Request
Rewrite the data from the start through the line that contains "[327,236,477,313]", with "wilting petal" replaced by "drooping petal" and everything else unchanged.

Information shown
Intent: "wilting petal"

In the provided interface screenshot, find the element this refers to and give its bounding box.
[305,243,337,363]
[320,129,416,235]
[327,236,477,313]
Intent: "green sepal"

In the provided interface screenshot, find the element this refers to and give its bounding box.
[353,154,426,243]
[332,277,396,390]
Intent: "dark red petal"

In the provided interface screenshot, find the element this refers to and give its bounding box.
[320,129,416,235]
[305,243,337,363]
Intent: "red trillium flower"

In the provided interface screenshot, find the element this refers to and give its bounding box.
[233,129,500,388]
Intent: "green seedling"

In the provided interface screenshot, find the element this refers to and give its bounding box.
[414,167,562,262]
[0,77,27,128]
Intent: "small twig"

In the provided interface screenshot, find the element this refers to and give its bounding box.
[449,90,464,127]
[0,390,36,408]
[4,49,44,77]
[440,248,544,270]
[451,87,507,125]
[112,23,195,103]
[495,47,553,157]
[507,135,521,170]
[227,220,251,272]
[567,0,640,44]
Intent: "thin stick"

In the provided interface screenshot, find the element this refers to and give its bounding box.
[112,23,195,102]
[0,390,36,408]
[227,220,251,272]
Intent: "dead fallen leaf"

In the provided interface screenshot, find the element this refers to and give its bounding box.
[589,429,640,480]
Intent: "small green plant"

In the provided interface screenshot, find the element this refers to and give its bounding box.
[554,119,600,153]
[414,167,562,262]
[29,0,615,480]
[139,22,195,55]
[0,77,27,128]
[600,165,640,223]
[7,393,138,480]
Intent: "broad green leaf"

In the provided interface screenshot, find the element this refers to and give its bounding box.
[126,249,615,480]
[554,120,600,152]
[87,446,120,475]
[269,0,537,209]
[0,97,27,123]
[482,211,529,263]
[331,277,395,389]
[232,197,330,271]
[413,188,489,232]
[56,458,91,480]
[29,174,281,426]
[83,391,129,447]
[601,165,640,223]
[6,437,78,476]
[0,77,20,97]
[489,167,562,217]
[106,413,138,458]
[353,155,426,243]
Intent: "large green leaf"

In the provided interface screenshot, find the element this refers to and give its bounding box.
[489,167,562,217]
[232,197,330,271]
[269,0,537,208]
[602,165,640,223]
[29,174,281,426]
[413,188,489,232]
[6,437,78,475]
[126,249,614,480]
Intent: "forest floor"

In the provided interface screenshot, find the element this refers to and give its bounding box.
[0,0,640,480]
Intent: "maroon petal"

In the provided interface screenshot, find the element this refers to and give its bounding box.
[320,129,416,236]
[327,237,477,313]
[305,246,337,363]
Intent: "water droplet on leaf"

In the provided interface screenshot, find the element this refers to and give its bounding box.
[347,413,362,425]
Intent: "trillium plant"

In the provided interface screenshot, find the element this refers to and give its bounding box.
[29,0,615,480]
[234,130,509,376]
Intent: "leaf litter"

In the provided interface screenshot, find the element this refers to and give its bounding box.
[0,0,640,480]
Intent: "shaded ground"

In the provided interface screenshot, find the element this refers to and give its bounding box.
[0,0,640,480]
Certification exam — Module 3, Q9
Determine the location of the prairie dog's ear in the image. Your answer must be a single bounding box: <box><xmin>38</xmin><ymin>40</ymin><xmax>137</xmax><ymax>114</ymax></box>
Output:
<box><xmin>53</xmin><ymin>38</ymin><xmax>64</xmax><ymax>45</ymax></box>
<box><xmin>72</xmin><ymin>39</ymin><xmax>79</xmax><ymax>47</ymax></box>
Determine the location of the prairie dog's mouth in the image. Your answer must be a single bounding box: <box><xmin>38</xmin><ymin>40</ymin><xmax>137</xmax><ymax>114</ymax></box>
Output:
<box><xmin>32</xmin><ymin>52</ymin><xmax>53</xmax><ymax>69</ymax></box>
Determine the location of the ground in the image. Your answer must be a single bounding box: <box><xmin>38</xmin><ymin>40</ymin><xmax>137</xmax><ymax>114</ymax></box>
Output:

Response to this task
Intent: "drooping petal"

In the provided interface screenshot, find the element this refers to and give its bounding box.
[305,243,337,363]
[320,129,416,235]
[327,236,477,313]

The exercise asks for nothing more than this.